### What this task involves
Please count how many lines in the material below contain the word "every". Reply with the number alone.

Saved data entries:
Content starts

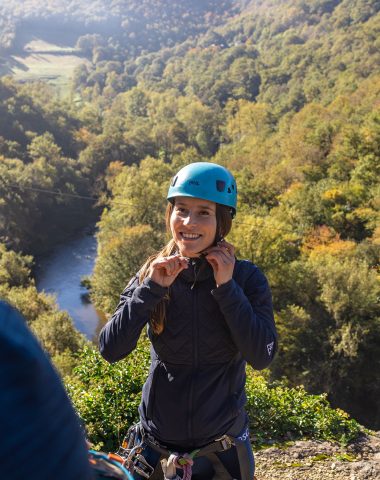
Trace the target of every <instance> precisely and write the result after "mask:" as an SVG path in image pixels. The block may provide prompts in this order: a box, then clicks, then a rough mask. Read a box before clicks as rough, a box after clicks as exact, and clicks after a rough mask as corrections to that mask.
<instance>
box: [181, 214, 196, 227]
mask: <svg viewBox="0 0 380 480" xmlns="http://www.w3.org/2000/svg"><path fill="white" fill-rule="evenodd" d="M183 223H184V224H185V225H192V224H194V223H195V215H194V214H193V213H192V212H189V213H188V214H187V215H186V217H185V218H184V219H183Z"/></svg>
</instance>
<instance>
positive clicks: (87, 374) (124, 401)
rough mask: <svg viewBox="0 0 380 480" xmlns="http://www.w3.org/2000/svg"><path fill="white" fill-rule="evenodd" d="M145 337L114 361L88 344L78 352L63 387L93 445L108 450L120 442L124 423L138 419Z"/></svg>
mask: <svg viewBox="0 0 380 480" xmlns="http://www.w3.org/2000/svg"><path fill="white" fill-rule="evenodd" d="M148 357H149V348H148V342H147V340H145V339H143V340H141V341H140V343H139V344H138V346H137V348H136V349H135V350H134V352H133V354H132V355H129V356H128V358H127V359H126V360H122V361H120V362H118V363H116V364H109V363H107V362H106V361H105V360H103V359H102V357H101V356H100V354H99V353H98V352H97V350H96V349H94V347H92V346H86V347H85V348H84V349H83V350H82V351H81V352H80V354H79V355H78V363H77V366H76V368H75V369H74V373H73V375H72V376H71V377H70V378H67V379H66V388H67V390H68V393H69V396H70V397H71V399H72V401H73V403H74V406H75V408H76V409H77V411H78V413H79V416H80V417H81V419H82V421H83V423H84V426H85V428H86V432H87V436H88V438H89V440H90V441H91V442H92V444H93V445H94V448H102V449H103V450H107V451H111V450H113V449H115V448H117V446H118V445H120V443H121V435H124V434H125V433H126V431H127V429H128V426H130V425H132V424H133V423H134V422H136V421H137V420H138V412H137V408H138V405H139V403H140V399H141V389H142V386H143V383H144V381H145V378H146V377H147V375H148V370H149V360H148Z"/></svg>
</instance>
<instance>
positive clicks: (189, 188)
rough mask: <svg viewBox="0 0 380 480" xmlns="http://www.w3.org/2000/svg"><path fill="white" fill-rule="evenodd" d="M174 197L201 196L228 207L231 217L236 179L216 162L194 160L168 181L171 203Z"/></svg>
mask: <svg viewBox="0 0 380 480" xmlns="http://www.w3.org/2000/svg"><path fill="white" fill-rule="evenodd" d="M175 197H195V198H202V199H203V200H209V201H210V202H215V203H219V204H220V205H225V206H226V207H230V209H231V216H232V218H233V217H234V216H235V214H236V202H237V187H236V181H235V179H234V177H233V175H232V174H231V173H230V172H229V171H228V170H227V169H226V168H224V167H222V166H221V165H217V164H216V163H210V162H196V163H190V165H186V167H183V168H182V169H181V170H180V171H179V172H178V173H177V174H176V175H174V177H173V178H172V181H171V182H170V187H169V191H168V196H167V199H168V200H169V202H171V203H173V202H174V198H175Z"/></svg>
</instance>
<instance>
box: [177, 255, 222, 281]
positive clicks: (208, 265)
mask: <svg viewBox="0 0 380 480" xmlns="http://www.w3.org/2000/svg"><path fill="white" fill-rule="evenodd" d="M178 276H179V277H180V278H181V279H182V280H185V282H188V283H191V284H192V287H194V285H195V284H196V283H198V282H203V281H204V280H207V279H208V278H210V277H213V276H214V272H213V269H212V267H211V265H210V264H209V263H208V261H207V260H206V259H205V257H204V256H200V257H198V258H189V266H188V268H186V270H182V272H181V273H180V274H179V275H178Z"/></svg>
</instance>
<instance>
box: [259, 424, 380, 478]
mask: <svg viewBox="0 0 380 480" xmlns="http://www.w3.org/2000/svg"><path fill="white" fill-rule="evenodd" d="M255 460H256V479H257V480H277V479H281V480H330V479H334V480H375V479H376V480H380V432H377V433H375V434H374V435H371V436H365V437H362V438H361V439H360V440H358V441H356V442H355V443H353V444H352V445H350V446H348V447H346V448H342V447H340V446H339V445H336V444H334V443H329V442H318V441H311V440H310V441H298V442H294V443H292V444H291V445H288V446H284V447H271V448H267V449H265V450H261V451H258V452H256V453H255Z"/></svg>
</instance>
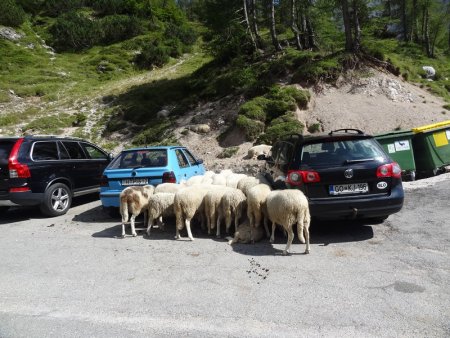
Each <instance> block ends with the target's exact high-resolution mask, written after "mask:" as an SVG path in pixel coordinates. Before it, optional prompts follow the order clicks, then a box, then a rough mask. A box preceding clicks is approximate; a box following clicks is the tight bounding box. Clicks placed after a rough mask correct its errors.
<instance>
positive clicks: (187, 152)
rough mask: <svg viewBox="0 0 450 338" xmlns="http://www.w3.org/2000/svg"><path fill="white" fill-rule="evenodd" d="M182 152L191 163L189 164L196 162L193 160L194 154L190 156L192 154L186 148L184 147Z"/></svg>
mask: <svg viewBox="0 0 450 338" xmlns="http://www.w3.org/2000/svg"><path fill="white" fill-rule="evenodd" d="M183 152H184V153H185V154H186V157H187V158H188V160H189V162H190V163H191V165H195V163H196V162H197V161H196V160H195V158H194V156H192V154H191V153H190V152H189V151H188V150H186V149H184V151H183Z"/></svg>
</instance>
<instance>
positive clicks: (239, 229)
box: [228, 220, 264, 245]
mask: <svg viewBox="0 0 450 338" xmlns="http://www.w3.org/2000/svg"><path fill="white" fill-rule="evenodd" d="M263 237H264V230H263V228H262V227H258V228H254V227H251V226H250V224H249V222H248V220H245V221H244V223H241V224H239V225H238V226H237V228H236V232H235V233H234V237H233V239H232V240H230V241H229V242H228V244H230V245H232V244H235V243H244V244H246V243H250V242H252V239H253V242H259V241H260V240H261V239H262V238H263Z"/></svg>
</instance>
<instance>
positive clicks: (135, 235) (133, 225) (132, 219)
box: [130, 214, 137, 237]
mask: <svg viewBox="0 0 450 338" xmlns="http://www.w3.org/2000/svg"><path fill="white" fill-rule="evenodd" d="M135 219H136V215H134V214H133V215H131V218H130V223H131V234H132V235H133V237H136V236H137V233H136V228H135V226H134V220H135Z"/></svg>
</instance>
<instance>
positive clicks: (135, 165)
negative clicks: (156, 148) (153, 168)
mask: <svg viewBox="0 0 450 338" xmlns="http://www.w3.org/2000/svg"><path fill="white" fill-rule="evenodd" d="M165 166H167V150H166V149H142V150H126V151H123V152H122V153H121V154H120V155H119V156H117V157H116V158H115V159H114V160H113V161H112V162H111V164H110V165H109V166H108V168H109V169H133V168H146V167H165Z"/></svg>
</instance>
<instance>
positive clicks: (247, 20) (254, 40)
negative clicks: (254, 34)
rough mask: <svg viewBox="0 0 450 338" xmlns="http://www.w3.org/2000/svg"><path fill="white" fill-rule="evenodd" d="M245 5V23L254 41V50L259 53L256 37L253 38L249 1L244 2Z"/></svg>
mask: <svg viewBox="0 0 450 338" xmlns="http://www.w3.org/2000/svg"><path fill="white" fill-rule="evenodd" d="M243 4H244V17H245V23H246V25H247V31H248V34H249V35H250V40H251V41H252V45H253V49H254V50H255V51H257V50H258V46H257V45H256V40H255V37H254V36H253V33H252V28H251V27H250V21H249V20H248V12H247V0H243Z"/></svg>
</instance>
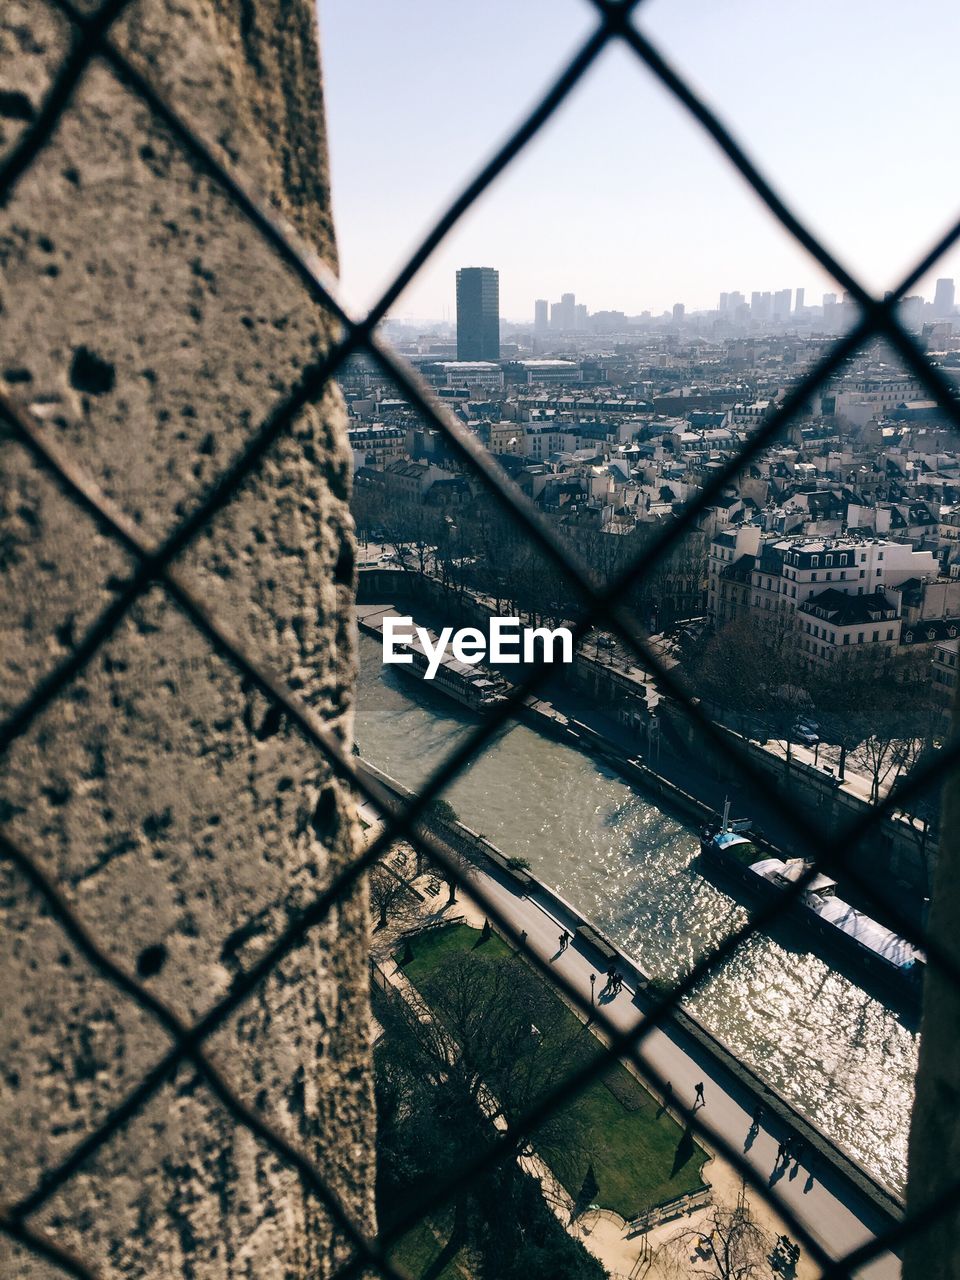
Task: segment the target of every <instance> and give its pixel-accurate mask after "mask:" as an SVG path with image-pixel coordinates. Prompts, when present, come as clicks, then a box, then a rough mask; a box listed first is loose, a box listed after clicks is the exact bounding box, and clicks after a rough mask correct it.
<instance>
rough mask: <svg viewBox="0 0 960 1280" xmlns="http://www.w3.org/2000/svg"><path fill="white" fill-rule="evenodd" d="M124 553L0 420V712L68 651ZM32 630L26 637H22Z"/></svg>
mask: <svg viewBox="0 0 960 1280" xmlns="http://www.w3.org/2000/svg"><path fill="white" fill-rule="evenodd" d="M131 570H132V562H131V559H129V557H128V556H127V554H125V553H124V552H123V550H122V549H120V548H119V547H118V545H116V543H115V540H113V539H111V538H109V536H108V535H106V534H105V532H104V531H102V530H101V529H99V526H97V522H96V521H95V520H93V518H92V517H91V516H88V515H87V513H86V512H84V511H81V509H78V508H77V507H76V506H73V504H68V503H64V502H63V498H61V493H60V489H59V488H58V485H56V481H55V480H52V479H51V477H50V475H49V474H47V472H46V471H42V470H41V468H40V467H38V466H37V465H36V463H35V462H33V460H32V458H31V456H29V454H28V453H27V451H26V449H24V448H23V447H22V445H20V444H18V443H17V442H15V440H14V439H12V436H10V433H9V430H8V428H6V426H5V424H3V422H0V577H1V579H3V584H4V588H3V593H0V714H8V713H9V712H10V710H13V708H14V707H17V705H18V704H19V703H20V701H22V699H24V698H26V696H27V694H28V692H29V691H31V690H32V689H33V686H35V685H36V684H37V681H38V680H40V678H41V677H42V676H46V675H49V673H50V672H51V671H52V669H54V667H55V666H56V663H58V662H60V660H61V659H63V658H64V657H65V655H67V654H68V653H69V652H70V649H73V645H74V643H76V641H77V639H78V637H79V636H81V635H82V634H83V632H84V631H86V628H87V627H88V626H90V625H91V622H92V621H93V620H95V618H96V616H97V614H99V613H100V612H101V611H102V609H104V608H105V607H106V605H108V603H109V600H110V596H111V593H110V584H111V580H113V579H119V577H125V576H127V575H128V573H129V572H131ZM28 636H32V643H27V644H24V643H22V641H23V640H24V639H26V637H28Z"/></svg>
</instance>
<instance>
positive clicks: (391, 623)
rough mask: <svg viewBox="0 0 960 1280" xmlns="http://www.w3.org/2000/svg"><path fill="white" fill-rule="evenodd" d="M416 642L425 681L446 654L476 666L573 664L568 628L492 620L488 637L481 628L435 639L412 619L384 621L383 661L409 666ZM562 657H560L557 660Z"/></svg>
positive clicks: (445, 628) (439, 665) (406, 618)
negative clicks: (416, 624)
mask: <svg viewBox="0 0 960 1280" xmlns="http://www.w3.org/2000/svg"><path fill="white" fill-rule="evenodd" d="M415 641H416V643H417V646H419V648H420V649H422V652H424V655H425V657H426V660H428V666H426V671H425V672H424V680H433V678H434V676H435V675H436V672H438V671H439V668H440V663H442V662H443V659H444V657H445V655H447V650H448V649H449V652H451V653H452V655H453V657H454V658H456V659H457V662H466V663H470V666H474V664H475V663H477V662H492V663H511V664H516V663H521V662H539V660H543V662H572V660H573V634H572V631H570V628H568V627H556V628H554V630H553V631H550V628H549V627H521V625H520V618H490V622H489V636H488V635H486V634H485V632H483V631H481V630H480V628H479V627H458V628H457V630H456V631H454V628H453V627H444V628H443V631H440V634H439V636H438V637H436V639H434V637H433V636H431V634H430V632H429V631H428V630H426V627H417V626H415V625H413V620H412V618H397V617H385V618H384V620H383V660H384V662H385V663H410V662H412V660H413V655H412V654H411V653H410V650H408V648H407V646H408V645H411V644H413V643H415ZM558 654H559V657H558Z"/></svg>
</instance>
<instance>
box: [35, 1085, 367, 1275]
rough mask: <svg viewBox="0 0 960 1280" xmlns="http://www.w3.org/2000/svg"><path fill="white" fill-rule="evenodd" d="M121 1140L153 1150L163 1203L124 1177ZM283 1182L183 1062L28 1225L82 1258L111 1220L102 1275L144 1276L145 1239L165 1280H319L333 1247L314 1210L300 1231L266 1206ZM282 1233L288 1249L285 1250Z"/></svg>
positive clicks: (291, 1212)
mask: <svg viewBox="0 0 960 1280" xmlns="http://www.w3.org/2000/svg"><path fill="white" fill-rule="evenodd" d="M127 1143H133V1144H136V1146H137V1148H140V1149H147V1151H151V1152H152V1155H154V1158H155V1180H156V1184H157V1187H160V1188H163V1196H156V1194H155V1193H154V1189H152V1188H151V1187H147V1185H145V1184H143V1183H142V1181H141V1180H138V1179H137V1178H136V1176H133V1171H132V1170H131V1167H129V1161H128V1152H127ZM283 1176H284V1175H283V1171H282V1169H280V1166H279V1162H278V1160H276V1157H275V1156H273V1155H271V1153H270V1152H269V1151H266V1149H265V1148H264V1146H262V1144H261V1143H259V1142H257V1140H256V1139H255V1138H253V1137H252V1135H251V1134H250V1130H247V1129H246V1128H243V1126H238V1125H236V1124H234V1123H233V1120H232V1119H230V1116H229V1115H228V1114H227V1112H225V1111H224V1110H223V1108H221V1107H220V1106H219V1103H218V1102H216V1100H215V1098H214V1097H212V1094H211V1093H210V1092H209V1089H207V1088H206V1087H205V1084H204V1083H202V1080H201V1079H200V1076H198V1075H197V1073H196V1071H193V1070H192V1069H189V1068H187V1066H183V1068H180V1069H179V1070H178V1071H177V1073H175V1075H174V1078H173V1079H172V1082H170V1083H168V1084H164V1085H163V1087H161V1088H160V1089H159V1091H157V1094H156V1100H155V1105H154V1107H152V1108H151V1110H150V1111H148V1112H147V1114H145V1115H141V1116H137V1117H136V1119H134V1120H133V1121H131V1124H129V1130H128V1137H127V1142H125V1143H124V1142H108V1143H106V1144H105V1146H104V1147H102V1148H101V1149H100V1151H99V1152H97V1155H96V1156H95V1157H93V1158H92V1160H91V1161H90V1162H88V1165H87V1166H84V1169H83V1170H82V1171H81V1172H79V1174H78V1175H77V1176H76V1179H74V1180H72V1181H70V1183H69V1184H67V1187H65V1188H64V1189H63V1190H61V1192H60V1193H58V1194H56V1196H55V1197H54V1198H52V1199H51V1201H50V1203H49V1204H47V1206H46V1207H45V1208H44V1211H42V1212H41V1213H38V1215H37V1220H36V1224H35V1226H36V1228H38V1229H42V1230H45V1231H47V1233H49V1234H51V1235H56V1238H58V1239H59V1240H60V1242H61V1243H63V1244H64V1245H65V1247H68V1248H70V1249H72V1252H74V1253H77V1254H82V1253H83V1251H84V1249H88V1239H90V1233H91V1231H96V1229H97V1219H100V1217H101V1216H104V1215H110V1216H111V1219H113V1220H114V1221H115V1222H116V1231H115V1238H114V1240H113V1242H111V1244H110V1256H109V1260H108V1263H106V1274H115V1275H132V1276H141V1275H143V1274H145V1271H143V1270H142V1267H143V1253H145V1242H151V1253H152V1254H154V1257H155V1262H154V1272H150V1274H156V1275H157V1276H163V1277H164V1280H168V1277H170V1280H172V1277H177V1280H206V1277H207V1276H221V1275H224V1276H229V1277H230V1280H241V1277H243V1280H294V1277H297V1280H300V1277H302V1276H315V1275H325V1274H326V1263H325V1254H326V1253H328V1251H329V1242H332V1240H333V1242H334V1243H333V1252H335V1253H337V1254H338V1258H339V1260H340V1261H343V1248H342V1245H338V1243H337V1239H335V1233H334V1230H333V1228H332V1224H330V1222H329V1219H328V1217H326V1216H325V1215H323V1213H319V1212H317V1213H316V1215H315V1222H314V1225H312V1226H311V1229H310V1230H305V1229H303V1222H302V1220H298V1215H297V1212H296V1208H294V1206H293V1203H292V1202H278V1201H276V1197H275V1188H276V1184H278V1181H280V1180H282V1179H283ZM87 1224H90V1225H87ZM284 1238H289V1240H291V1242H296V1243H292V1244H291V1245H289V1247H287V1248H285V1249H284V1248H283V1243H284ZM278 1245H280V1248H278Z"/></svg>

Content ends

### Answer to this task
2